**WHAT TO DO**
How many lines in the lines below contain the word "background"? Reply with the number only.

**MATERIAL PROVIDED**
-.-.-
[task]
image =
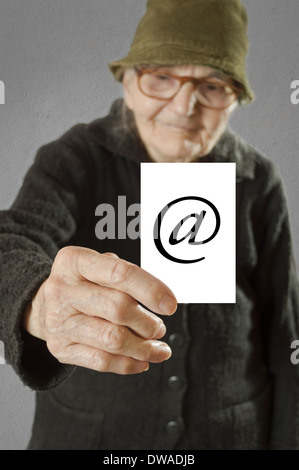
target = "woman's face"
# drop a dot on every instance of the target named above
(180, 129)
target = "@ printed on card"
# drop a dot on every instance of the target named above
(188, 229)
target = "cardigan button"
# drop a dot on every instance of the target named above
(175, 383)
(176, 340)
(173, 428)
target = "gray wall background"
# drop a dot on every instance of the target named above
(53, 62)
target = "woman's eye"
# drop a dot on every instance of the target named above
(212, 87)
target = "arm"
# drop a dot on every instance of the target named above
(277, 286)
(43, 217)
(82, 314)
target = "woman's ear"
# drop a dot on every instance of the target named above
(127, 81)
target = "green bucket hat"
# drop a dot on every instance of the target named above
(192, 32)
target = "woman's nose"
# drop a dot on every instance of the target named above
(185, 101)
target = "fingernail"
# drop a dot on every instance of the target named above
(167, 304)
(165, 348)
(162, 330)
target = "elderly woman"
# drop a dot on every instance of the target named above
(115, 362)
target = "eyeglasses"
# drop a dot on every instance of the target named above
(164, 86)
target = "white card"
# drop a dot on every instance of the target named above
(188, 225)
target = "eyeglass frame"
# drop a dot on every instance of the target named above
(237, 90)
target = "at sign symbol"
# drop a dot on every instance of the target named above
(183, 226)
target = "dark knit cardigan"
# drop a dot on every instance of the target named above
(230, 383)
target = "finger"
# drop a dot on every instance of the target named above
(116, 307)
(119, 340)
(127, 277)
(101, 361)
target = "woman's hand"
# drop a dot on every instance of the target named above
(88, 313)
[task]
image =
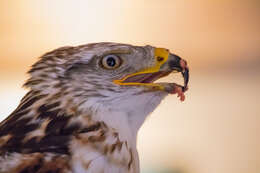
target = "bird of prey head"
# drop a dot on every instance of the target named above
(100, 95)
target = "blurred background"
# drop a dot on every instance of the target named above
(216, 130)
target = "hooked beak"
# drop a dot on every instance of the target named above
(165, 63)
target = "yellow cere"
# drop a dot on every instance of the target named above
(158, 52)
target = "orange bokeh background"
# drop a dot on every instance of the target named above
(216, 130)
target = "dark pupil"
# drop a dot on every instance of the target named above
(111, 62)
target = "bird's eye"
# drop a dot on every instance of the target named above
(111, 61)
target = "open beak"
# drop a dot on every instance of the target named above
(165, 63)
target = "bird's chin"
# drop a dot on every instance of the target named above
(147, 80)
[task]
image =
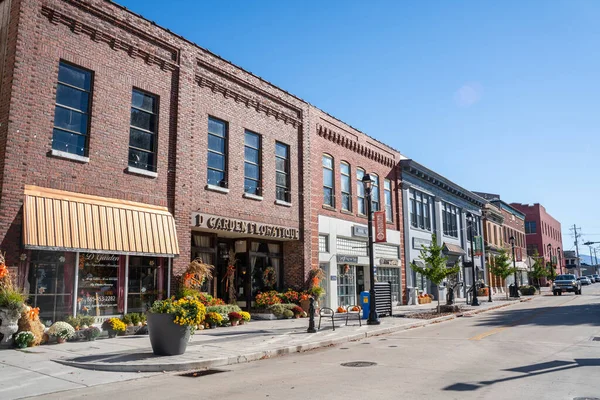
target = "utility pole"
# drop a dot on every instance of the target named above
(577, 261)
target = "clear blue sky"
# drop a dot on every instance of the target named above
(502, 97)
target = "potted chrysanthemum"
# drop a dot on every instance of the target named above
(171, 322)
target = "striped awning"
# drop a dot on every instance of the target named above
(59, 220)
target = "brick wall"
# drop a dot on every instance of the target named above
(125, 51)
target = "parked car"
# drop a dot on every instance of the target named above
(584, 281)
(566, 283)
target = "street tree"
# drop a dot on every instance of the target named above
(436, 269)
(502, 267)
(538, 270)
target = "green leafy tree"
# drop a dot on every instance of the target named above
(538, 269)
(502, 267)
(435, 269)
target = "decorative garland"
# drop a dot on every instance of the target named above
(269, 277)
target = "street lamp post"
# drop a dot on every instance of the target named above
(475, 301)
(550, 256)
(516, 293)
(373, 317)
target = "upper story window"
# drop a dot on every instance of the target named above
(419, 210)
(346, 186)
(360, 192)
(142, 131)
(449, 218)
(328, 187)
(387, 198)
(282, 172)
(217, 152)
(252, 170)
(72, 111)
(375, 193)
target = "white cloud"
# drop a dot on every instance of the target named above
(468, 94)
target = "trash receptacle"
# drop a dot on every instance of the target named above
(364, 303)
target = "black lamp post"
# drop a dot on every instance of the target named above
(516, 293)
(471, 217)
(373, 317)
(549, 246)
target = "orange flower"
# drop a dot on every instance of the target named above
(34, 313)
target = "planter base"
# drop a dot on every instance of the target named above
(166, 337)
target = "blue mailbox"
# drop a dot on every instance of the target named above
(364, 303)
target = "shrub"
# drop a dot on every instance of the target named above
(234, 316)
(114, 324)
(297, 310)
(187, 311)
(61, 330)
(24, 339)
(224, 309)
(290, 296)
(214, 318)
(266, 299)
(245, 316)
(279, 309)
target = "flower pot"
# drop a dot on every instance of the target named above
(166, 337)
(8, 325)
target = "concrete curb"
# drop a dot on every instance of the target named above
(260, 355)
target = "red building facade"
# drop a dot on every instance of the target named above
(542, 234)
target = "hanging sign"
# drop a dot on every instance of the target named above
(380, 229)
(478, 243)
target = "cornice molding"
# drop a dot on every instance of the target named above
(238, 97)
(97, 35)
(353, 145)
(413, 168)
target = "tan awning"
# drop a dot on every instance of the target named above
(453, 249)
(59, 220)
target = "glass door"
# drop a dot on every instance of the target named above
(346, 285)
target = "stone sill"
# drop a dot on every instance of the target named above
(215, 188)
(143, 172)
(69, 156)
(252, 197)
(283, 203)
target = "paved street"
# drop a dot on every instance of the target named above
(541, 349)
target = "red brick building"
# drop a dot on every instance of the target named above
(126, 151)
(543, 233)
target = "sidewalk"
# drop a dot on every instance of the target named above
(223, 346)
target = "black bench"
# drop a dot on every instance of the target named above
(329, 313)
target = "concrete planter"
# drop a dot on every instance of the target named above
-.-.-
**EXERCISE RESULT**
3